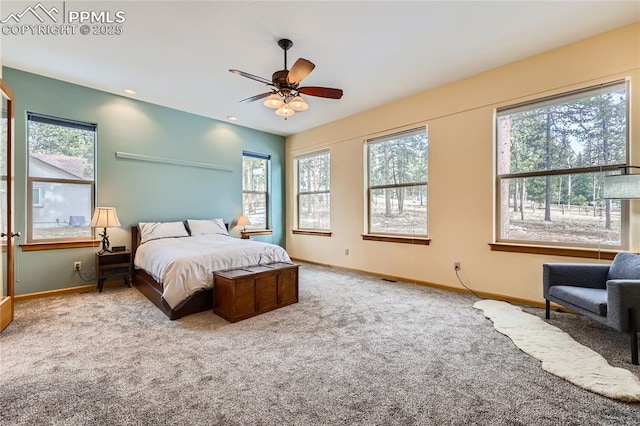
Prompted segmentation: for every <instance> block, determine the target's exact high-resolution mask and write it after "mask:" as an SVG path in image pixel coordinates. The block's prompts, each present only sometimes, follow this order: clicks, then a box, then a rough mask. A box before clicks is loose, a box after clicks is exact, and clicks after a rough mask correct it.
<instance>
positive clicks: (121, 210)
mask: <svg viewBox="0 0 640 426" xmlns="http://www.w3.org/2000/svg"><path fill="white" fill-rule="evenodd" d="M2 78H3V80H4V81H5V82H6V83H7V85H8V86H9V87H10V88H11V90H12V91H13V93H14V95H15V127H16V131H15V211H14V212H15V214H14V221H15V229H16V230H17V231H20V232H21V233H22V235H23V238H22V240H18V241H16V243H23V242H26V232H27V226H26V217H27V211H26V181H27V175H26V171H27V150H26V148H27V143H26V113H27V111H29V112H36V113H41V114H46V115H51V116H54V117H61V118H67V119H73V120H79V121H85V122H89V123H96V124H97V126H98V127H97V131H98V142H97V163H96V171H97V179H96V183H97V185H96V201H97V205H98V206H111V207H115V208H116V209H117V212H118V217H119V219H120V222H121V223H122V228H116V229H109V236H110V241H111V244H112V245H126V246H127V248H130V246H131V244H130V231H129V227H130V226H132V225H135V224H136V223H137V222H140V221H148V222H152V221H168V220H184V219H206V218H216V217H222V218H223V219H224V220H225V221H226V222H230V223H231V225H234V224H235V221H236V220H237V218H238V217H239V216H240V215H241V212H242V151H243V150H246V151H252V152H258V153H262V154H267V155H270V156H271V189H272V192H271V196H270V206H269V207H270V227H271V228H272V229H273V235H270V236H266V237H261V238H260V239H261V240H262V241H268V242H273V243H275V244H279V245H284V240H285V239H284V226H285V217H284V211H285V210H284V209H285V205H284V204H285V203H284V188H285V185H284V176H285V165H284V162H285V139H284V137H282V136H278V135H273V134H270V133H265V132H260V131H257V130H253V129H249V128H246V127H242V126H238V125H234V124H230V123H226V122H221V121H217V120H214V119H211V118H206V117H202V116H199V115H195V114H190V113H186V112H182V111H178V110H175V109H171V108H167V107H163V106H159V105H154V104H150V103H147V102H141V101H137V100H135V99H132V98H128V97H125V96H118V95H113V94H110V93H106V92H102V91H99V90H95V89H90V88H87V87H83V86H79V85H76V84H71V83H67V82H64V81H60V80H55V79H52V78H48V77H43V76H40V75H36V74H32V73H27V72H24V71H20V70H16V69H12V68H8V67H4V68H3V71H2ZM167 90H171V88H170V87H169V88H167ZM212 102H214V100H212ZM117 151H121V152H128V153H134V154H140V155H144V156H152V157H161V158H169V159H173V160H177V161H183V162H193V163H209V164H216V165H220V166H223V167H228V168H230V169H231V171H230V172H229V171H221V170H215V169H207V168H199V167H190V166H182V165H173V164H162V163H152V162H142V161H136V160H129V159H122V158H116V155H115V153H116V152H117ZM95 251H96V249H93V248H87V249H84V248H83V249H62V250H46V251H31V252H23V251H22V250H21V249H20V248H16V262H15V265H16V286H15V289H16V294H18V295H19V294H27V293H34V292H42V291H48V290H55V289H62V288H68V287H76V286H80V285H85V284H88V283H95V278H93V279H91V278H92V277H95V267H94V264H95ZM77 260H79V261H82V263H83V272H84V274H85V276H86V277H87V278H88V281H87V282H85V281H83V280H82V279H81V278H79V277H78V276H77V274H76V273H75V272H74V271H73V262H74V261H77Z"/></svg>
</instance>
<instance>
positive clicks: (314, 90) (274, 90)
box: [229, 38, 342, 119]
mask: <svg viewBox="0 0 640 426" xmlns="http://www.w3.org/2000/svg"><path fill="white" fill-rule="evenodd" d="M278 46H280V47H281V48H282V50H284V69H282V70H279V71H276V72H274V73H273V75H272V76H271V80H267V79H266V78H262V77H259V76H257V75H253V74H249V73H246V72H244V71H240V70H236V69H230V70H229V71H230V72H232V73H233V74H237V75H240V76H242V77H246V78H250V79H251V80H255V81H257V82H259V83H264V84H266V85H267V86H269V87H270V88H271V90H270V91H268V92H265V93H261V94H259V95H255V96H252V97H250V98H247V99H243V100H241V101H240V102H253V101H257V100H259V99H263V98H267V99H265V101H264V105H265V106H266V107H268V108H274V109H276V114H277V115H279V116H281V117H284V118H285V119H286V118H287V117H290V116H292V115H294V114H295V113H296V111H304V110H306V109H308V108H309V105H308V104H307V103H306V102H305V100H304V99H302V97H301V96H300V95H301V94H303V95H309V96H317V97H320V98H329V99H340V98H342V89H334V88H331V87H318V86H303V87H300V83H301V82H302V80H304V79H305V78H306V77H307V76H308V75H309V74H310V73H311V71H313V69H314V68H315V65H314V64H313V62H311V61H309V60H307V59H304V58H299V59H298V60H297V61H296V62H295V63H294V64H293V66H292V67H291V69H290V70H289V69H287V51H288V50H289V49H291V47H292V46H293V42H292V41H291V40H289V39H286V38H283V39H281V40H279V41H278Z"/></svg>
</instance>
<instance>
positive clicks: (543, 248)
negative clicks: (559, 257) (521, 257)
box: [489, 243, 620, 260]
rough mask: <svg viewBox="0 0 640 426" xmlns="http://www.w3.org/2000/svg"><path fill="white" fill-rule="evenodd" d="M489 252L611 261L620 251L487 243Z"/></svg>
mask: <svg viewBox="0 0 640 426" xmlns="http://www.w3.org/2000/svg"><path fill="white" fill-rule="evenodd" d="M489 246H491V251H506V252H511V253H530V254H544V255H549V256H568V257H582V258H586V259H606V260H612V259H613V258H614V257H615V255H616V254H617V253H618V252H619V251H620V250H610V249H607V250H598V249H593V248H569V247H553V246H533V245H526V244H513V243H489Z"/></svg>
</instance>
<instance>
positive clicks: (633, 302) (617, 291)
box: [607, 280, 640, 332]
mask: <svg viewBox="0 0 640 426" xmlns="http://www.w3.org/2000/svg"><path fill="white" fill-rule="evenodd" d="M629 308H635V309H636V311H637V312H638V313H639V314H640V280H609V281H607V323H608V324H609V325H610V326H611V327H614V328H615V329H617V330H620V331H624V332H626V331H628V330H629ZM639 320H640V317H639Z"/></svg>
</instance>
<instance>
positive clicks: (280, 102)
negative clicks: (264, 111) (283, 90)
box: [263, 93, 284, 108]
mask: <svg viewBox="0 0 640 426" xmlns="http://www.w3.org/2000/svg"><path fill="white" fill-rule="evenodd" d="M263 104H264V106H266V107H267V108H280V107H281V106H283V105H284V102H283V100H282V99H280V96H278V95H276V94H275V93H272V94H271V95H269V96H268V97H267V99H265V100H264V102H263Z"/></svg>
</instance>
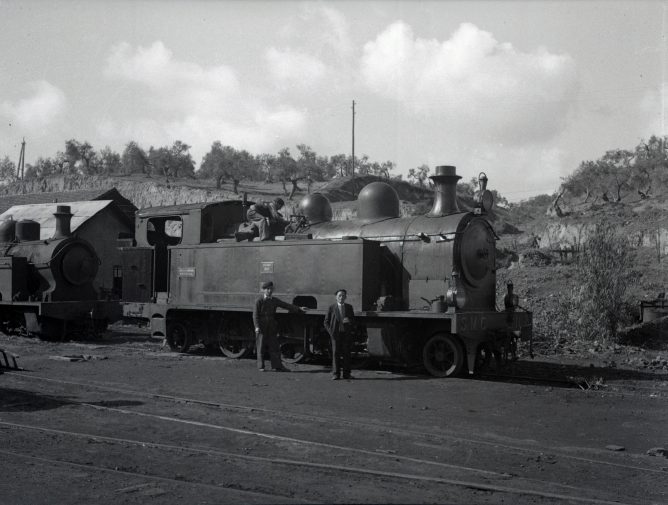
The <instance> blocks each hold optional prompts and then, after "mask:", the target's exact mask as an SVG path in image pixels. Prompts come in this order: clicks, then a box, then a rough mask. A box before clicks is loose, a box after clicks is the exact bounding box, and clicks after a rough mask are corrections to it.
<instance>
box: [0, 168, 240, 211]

+---+

▶ **ACTIVITY**
Using the records above, output their complete text exactly, minus any images.

▶ **FINAL ANSWER**
Prompted segmentation: for every <instance> block, determine the target's exact high-resolution mask and write it after "mask:" as an SVG path in image pixel coordinates. The block's prompts, each present only sometimes, follow this order: clicks, then a box, then a rough mask. A box before clicks is loose, a box after clicks is exact, and clicks after a rough mask correct it.
<instance>
positive clicks: (121, 210)
mask: <svg viewBox="0 0 640 426" xmlns="http://www.w3.org/2000/svg"><path fill="white" fill-rule="evenodd" d="M2 78H3V80H4V81H5V82H6V83H7V85H8V86H9V87H10V88H11V90H12V91H13V93H14V95H15V127H16V131H15V211H14V212H15V214H14V221H15V229H16V230H17V231H20V232H21V233H22V235H23V238H22V240H18V241H16V243H23V242H26V232H27V226H26V217H27V211H26V181H27V175H26V171H27V150H26V148H27V143H26V113H27V111H29V112H36V113H41V114H46V115H51V116H54V117H61V118H67V119H73V120H79V121H85V122H89V123H96V124H97V126H98V127H97V131H98V142H97V163H96V171H97V179H96V183H97V185H96V201H97V205H98V206H111V207H115V208H116V209H117V212H118V217H119V219H120V222H121V223H122V228H116V229H109V236H110V241H111V244H112V245H126V246H127V248H130V246H131V244H130V231H129V227H130V226H132V225H135V224H136V223H137V222H140V221H148V222H152V221H168V220H184V219H206V218H216V217H222V218H223V219H224V220H225V221H226V222H230V223H231V225H234V224H235V221H236V220H237V218H238V217H239V216H240V215H241V212H242V151H243V150H246V151H252V152H258V153H262V154H267V155H270V156H271V189H272V192H271V196H270V206H269V207H270V227H271V228H272V229H273V235H270V236H266V237H261V238H260V239H261V240H262V241H268V242H273V243H275V244H279V245H284V240H285V239H284V226H285V217H284V211H285V210H284V209H285V205H284V204H285V203H284V188H285V185H284V176H285V165H284V162H285V139H284V137H282V136H278V135H273V134H270V133H265V132H260V131H257V130H253V129H249V128H246V127H242V126H238V125H234V124H230V123H226V122H221V121H217V120H214V119H211V118H206V117H202V116H199V115H195V114H190V113H186V112H182V111H178V110H175V109H171V108H167V107H163V106H159V105H154V104H150V103H147V102H141V101H137V100H135V99H132V98H128V97H125V96H118V95H113V94H110V93H106V92H102V91H99V90H95V89H90V88H87V87H83V86H79V85H76V84H71V83H67V82H64V81H60V80H55V79H52V78H48V77H43V76H40V75H36V74H32V73H27V72H24V71H20V70H16V69H12V68H8V67H4V68H3V71H2ZM167 90H171V88H170V87H169V88H167ZM212 102H214V100H212ZM117 151H121V152H128V153H134V154H140V155H144V156H152V157H161V158H169V159H173V160H177V161H183V162H193V163H209V164H216V165H220V166H223V167H228V168H230V169H231V171H230V172H229V171H221V170H215V169H207V168H199V167H190V166H182V165H173V164H162V163H152V162H142V161H136V160H129V159H122V158H116V155H115V153H116V152H117ZM95 251H96V249H93V248H87V249H84V248H83V249H62V250H46V251H31V252H23V251H22V250H21V249H20V248H16V262H15V265H16V286H15V289H16V294H18V295H19V294H27V293H34V292H42V291H48V290H55V289H62V288H68V287H76V286H80V285H85V284H88V283H95V278H93V279H91V278H92V277H95V267H94V264H95ZM77 260H79V261H82V263H83V272H84V274H85V276H86V277H87V278H88V281H87V282H85V281H83V280H82V279H81V278H79V277H78V276H77V274H76V273H75V272H74V271H73V262H74V261H77Z"/></svg>
</instance>
<instance>
positive clicks: (314, 90) (274, 90)
box: [229, 38, 342, 119]
mask: <svg viewBox="0 0 640 426" xmlns="http://www.w3.org/2000/svg"><path fill="white" fill-rule="evenodd" d="M278 46H280V47H281V48H282V50H284V69H282V70H279V71H276V72H274V73H273V75H272V76H271V80H267V79H266V78H262V77H259V76H257V75H253V74H249V73H246V72H244V71H240V70H236V69H230V70H229V71H230V72H232V73H233V74H237V75H240V76H242V77H246V78H250V79H251V80H255V81H257V82H259V83H264V84H266V85H267V86H269V87H270V88H271V90H270V91H268V92H265V93H261V94H259V95H255V96H252V97H250V98H247V99H243V100H241V101H240V102H253V101H257V100H259V99H263V98H267V99H265V101H264V105H265V106H266V107H268V108H274V109H276V114H277V115H279V116H281V117H284V118H285V119H286V118H287V117H290V116H292V115H294V114H295V113H296V111H304V110H306V109H308V108H309V105H308V104H307V103H306V102H305V100H304V99H302V97H301V96H300V95H301V94H303V95H309V96H317V97H320V98H329V99H340V98H342V89H334V88H331V87H318V86H303V87H300V83H301V82H302V80H304V79H305V78H306V77H307V76H308V75H309V74H310V73H311V71H313V69H314V68H315V65H314V64H313V62H311V61H309V60H307V59H304V58H299V59H298V60H297V61H296V62H295V63H294V64H293V66H292V67H291V69H290V70H289V69H287V51H288V50H289V49H291V47H292V46H293V42H292V41H291V40H289V39H286V38H283V39H281V40H279V41H278Z"/></svg>
</instance>
<instance>
positive clicks: (543, 248)
negative clicks: (559, 257) (521, 257)
box: [489, 243, 620, 260]
rough mask: <svg viewBox="0 0 640 426" xmlns="http://www.w3.org/2000/svg"><path fill="white" fill-rule="evenodd" d="M489 252L611 261L620 251L487 243Z"/></svg>
mask: <svg viewBox="0 0 640 426" xmlns="http://www.w3.org/2000/svg"><path fill="white" fill-rule="evenodd" d="M489 246H491V251H506V252H511V253H530V254H544V255H549V256H568V257H582V258H586V259H606V260H612V259H613V258H614V257H615V255H616V254H617V253H618V252H619V251H620V250H610V249H607V250H598V249H593V248H569V247H553V246H533V245H526V244H513V243H489Z"/></svg>
</instance>
<instance>
positive clicks: (633, 302) (617, 291)
box: [607, 280, 640, 332]
mask: <svg viewBox="0 0 640 426" xmlns="http://www.w3.org/2000/svg"><path fill="white" fill-rule="evenodd" d="M629 308H635V309H636V311H637V312H638V313H639V314H640V280H609V281H607V323H608V324H609V325H610V326H611V327H614V328H615V329H617V330H620V331H624V332H626V331H628V330H629ZM639 320H640V317H639Z"/></svg>
</instance>
<instance>
positive clicks: (280, 102)
negative clicks: (264, 111) (283, 90)
box: [263, 93, 284, 108]
mask: <svg viewBox="0 0 640 426" xmlns="http://www.w3.org/2000/svg"><path fill="white" fill-rule="evenodd" d="M263 104H264V106H266V107H267V108H280V107H281V106H283V105H284V102H283V100H282V99H280V96H278V95H276V94H275V93H272V94H271V95H269V96H268V97H267V99H265V100H264V102H263Z"/></svg>
</instance>
The <instance> blocks each hold optional prompts and then, after "mask:", the target's exact mask as an SVG path in image pixels. Prompts come in this order: clicks, then a box, then a rough mask. A box before clicks is loose, a box after clicks is the exact bounding box, and clicks after a rough mask are corrections to it.
<instance>
box: [0, 168, 240, 211]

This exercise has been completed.